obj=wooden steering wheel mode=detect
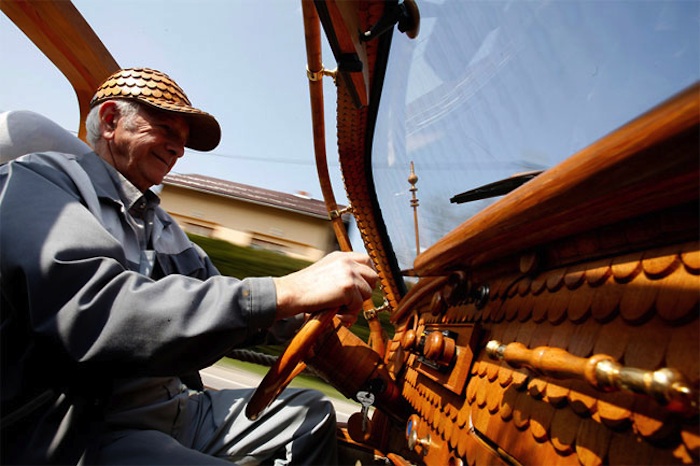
[245,309,338,421]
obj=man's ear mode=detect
[98,100,119,140]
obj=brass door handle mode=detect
[486,340,698,416]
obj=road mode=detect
[200,365,360,422]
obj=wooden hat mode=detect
[90,68,221,151]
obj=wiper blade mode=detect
[450,170,544,204]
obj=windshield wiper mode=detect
[450,170,544,204]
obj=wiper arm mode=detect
[450,170,544,204]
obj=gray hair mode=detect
[85,99,140,148]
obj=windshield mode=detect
[373,0,700,269]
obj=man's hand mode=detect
[274,252,379,319]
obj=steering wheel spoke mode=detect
[245,309,337,420]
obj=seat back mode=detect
[0,110,92,165]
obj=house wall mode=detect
[160,185,335,261]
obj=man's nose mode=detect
[166,140,185,159]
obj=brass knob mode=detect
[401,329,416,351]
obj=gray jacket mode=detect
[0,152,276,464]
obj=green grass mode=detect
[216,358,346,400]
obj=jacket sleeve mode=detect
[0,153,276,376]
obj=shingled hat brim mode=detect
[90,68,221,151]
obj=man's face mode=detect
[104,106,189,191]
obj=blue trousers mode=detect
[97,389,337,465]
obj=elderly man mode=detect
[0,68,377,464]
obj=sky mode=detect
[0,0,347,203]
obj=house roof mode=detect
[163,173,344,219]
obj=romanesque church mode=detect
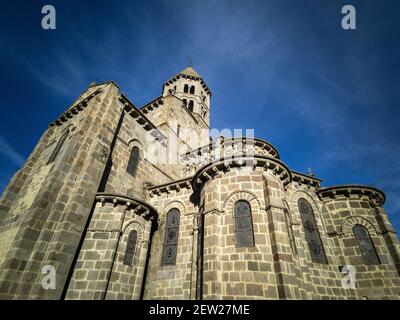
[0,67,400,300]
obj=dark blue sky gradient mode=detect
[0,0,400,235]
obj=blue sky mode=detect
[0,0,400,230]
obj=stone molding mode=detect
[340,216,378,236]
[96,192,157,220]
[49,88,103,127]
[317,185,386,206]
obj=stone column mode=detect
[132,218,153,300]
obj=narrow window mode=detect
[284,209,297,254]
[353,224,379,265]
[123,230,137,267]
[297,198,328,264]
[161,208,180,266]
[189,100,193,112]
[47,131,69,164]
[126,146,140,176]
[234,200,254,247]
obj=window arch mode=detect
[189,100,194,112]
[126,146,140,176]
[297,198,328,264]
[47,130,69,164]
[123,230,137,267]
[234,200,254,247]
[283,208,297,254]
[161,208,180,266]
[353,224,380,265]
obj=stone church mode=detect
[0,67,400,300]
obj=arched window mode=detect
[353,224,379,265]
[297,198,328,264]
[47,130,69,164]
[234,200,254,247]
[161,208,180,266]
[126,146,140,176]
[189,100,194,112]
[123,230,137,266]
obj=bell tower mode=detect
[162,66,211,129]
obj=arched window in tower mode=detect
[47,130,69,164]
[283,209,297,254]
[297,198,328,264]
[234,200,254,247]
[126,146,140,177]
[123,230,137,267]
[353,224,380,265]
[188,100,194,112]
[161,208,180,266]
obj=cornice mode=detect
[96,192,157,220]
[139,96,164,114]
[49,88,103,127]
[147,177,192,197]
[181,137,279,160]
[164,73,212,96]
[118,93,166,143]
[317,184,386,205]
[292,170,322,188]
[191,155,292,192]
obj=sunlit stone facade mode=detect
[0,67,400,300]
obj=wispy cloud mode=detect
[0,135,25,167]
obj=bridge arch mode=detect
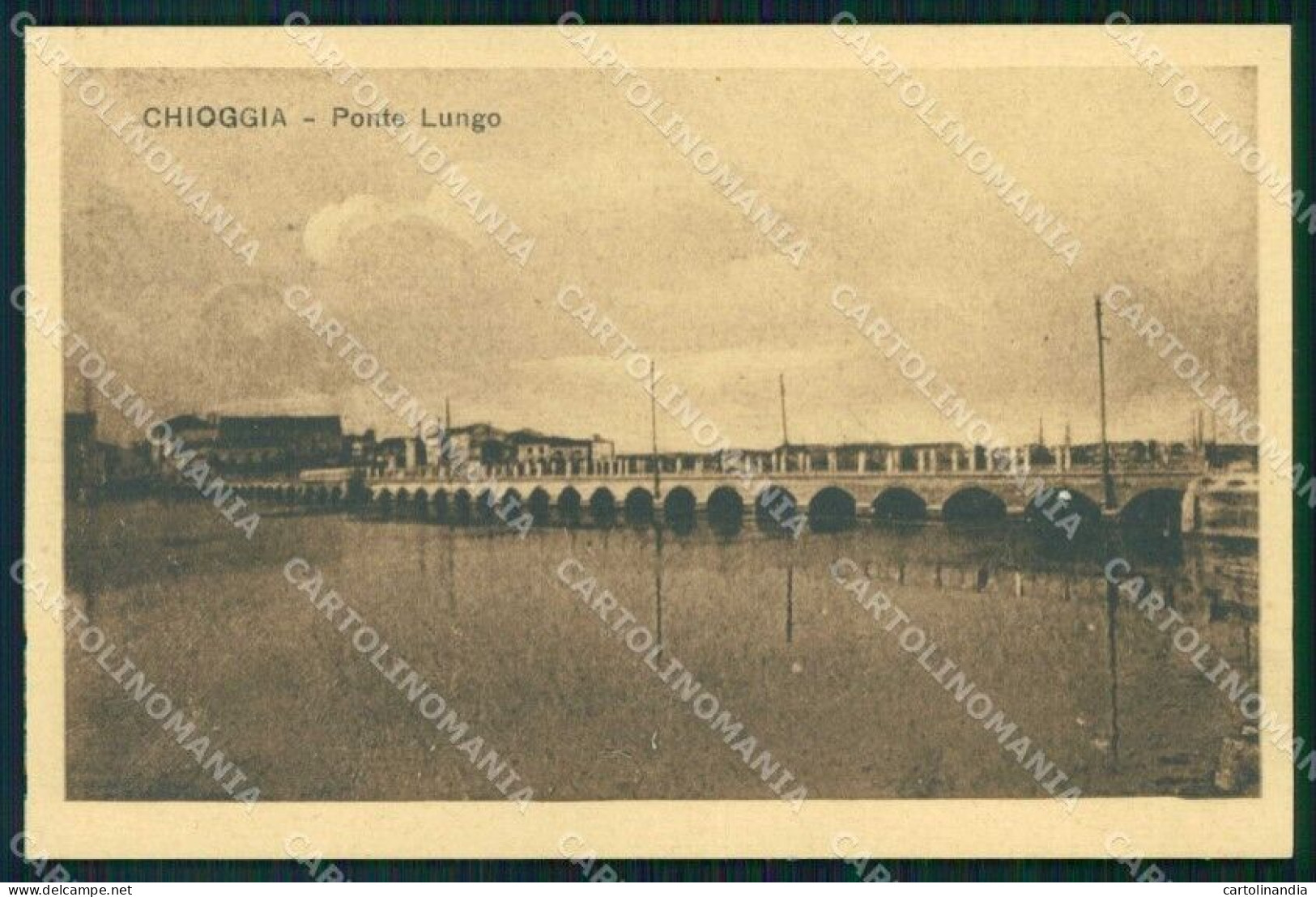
[872,485,928,524]
[941,485,1006,524]
[623,485,654,526]
[1024,484,1101,538]
[590,485,617,526]
[708,485,745,535]
[453,489,471,526]
[809,485,854,533]
[475,488,497,526]
[662,485,699,533]
[525,487,553,526]
[1118,488,1185,535]
[497,489,525,522]
[558,485,581,526]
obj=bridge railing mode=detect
[366,448,1207,483]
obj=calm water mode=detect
[67,501,1257,800]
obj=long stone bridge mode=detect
[245,461,1203,529]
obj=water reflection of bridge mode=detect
[249,464,1198,529]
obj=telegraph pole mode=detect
[1092,296,1114,510]
[777,373,791,448]
[649,389,661,500]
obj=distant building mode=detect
[212,414,343,471]
[150,414,345,478]
[504,430,616,464]
[65,412,105,500]
[425,423,509,466]
[341,430,377,466]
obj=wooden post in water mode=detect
[1092,296,1114,510]
[786,560,795,644]
[649,392,662,657]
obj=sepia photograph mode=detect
[9,12,1316,882]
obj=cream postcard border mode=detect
[23,23,1293,859]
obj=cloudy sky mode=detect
[63,68,1257,450]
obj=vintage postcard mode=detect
[20,23,1295,852]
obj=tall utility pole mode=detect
[1092,296,1114,510]
[649,389,661,500]
[777,373,791,448]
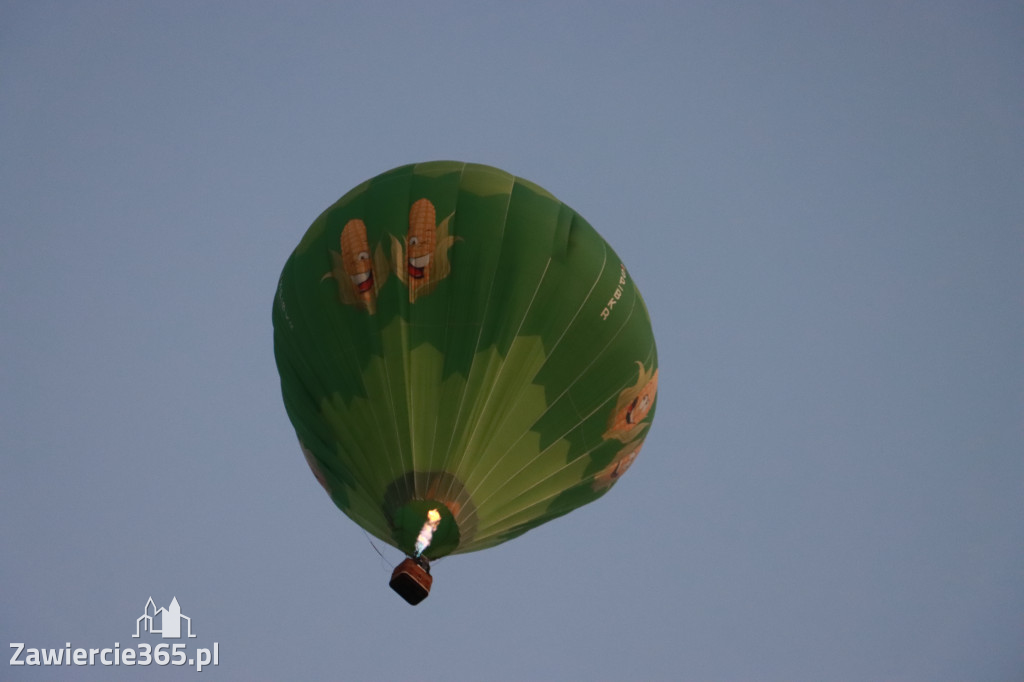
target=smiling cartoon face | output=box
[390,198,458,303]
[341,220,374,295]
[604,363,657,442]
[321,218,388,314]
[406,199,437,280]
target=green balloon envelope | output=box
[273,161,657,558]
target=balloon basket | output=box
[389,557,434,606]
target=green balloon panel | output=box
[273,162,657,558]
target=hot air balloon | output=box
[272,161,657,603]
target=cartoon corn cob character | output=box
[391,199,456,303]
[592,439,643,491]
[322,218,387,314]
[602,361,657,442]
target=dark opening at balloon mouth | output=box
[382,471,476,559]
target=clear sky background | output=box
[0,0,1024,682]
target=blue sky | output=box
[0,1,1024,682]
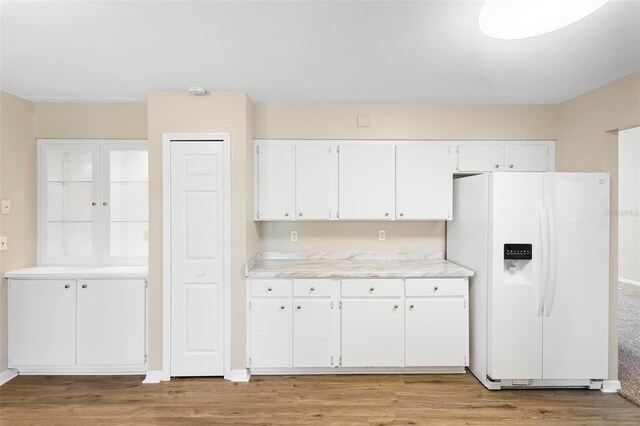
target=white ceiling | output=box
[0,0,640,104]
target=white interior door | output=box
[171,141,226,376]
[543,173,609,379]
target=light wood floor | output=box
[0,374,640,426]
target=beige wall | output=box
[556,73,640,378]
[255,105,558,252]
[0,92,37,371]
[148,92,260,370]
[34,103,147,139]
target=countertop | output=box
[246,252,474,279]
[4,266,149,280]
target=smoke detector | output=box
[189,86,207,96]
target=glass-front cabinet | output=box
[38,140,149,265]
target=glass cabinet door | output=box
[101,143,149,264]
[39,143,100,264]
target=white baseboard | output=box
[618,277,640,287]
[600,380,622,393]
[224,368,251,382]
[0,368,18,386]
[142,370,162,384]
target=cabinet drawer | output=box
[405,278,467,297]
[342,279,403,297]
[293,279,331,297]
[251,279,291,297]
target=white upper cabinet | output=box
[338,142,395,220]
[396,144,453,220]
[504,144,549,172]
[295,142,337,220]
[38,140,149,265]
[256,143,295,220]
[457,142,504,172]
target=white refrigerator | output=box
[447,173,609,389]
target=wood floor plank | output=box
[0,374,640,426]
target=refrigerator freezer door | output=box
[487,173,544,379]
[542,173,609,379]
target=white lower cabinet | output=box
[342,299,404,367]
[248,278,469,374]
[8,279,146,374]
[249,299,291,368]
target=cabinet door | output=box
[293,299,338,367]
[296,142,336,220]
[256,144,295,220]
[405,298,469,367]
[338,143,395,220]
[78,280,146,365]
[8,280,76,367]
[38,142,102,265]
[342,299,404,367]
[458,143,504,172]
[396,144,453,220]
[504,144,549,172]
[250,299,291,368]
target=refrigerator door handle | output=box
[544,200,556,317]
[537,200,549,317]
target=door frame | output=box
[162,133,231,380]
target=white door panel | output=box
[405,298,469,367]
[339,143,395,220]
[543,173,609,379]
[458,143,504,172]
[342,299,404,367]
[487,173,544,379]
[396,144,453,220]
[78,280,146,365]
[295,143,336,220]
[504,143,549,172]
[8,280,76,367]
[171,141,225,376]
[257,144,295,220]
[293,299,338,367]
[250,299,291,368]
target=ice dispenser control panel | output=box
[504,243,532,260]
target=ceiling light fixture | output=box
[479,0,609,40]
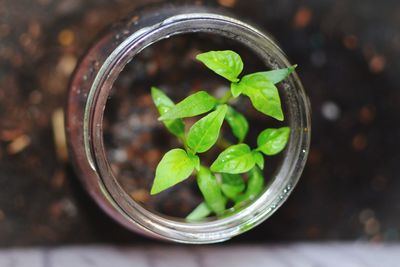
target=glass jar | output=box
[66,2,310,244]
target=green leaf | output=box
[187,105,228,153]
[211,144,255,174]
[188,153,200,171]
[221,173,246,200]
[196,50,243,82]
[235,166,265,206]
[197,166,226,214]
[252,150,264,170]
[159,91,218,120]
[150,148,195,195]
[259,65,297,84]
[231,83,243,97]
[151,87,185,137]
[257,127,290,156]
[237,72,283,121]
[186,202,212,221]
[225,107,249,143]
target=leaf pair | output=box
[150,151,200,195]
[211,127,290,174]
[186,172,246,221]
[196,50,296,121]
[151,91,228,194]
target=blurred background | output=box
[0,0,400,247]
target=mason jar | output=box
[66,4,310,244]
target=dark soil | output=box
[104,34,285,217]
[0,0,400,246]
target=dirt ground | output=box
[0,0,400,246]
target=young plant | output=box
[151,50,296,221]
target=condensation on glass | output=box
[66,5,310,244]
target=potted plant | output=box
[66,5,310,243]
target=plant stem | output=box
[216,137,232,149]
[219,90,233,104]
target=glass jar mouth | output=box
[67,6,310,244]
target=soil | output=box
[104,34,286,218]
[0,0,400,246]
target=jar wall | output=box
[67,3,310,243]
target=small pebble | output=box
[321,101,340,121]
[7,134,31,155]
[293,7,312,28]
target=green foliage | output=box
[197,166,226,214]
[211,144,255,174]
[150,148,196,195]
[225,107,249,143]
[232,72,283,121]
[252,150,264,170]
[187,105,228,153]
[151,50,296,221]
[159,91,217,121]
[151,87,185,138]
[221,173,246,200]
[259,65,297,84]
[257,127,290,156]
[196,50,243,82]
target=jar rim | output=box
[76,7,310,244]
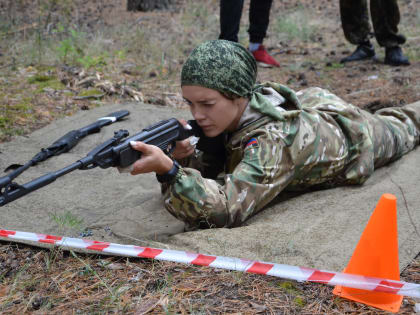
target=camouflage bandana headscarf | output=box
[181,39,300,119]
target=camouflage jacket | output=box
[162,83,420,229]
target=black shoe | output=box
[385,46,410,66]
[340,43,375,63]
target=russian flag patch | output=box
[245,138,258,148]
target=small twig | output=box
[387,173,420,238]
[346,87,382,96]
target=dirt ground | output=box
[0,0,420,314]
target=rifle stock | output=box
[0,118,196,207]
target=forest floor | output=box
[0,0,420,314]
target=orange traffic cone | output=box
[333,194,403,312]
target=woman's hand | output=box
[172,119,195,160]
[130,141,174,175]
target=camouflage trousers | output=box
[340,0,406,47]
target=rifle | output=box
[0,110,130,184]
[0,118,197,207]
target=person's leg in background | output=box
[219,0,244,42]
[340,0,375,63]
[248,0,280,67]
[370,0,410,66]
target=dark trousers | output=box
[340,0,405,47]
[219,0,273,43]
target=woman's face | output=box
[182,85,247,137]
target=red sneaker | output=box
[252,45,280,68]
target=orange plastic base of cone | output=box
[333,285,403,313]
[333,194,403,312]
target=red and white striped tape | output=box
[0,230,420,298]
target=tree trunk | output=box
[127,0,174,11]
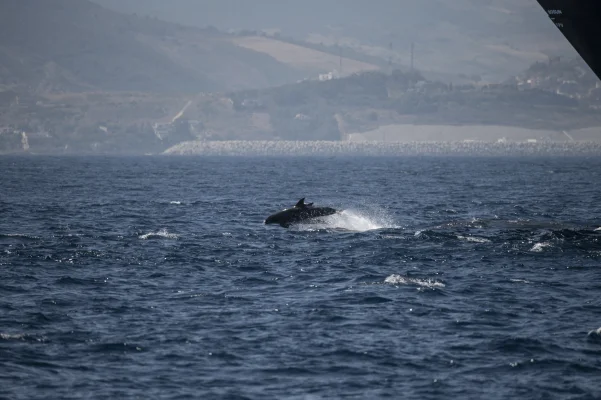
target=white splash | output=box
[384,274,445,289]
[530,242,552,253]
[457,235,490,243]
[138,228,179,240]
[296,210,397,232]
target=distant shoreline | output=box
[162,140,601,156]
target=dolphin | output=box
[265,197,338,228]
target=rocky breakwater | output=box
[163,140,601,156]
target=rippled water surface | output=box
[0,157,601,399]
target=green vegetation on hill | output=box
[0,61,601,153]
[0,0,302,93]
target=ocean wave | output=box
[530,242,553,253]
[138,229,179,240]
[295,210,397,232]
[384,274,446,289]
[457,235,490,243]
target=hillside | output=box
[0,61,601,154]
[94,0,576,82]
[0,0,305,93]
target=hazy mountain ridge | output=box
[0,0,303,92]
[94,0,576,82]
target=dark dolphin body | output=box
[265,197,337,228]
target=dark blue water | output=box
• • • • • • •
*Set exercise*.
Rewrite the rows, starting at the first row and ending at the line that contains "[0,152,276,464]", with "brass" replaced by "bronze" and everything else unchanged. Leave the pictures out of your answer.

*Completed task*.
obj=wooden steering wheel mode=detect
[245,309,338,421]
obj=man's ear mode=detect
[98,100,119,140]
obj=bronze door handle mode=detect
[486,340,698,416]
obj=road mode=detect
[200,365,360,422]
obj=wooden hat mode=detect
[90,68,221,151]
obj=wiper blade mode=detect
[450,170,544,204]
obj=windshield wiper mode=detect
[450,170,544,204]
obj=wiper arm mode=detect
[450,170,544,204]
obj=gray hair mode=detect
[85,99,140,148]
obj=windshield mode=detect
[373,0,700,269]
obj=man's hand mode=detect
[274,252,379,319]
obj=steering wheel spoke mode=detect
[245,309,337,420]
obj=seat back mode=detect
[0,110,92,165]
obj=house wall mode=detect
[160,185,335,261]
obj=man's nose mode=detect
[166,140,185,159]
obj=bronze knob mode=detect
[401,329,416,351]
obj=gray jacket mode=detect
[0,152,276,464]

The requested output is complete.